OBJETIVO: Reescribe todas las líneas de los ítems que siguen, incluidas las consultas. Multiplica por 0,8 cada coordenada de las respuestas y redondea a números enteros, con las mitades hacia arriba.

━━━ INFORMACIÓN EXTRAÍDA

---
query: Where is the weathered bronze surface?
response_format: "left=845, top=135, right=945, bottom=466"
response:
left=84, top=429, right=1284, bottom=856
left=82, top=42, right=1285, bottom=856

━━━━━━

RESPUESTA COMPLETA:
---
query: Where is the weathered bronze surface?
response_format: "left=845, top=135, right=945, bottom=466"
response:
left=67, top=343, right=1027, bottom=685
left=66, top=34, right=1028, bottom=685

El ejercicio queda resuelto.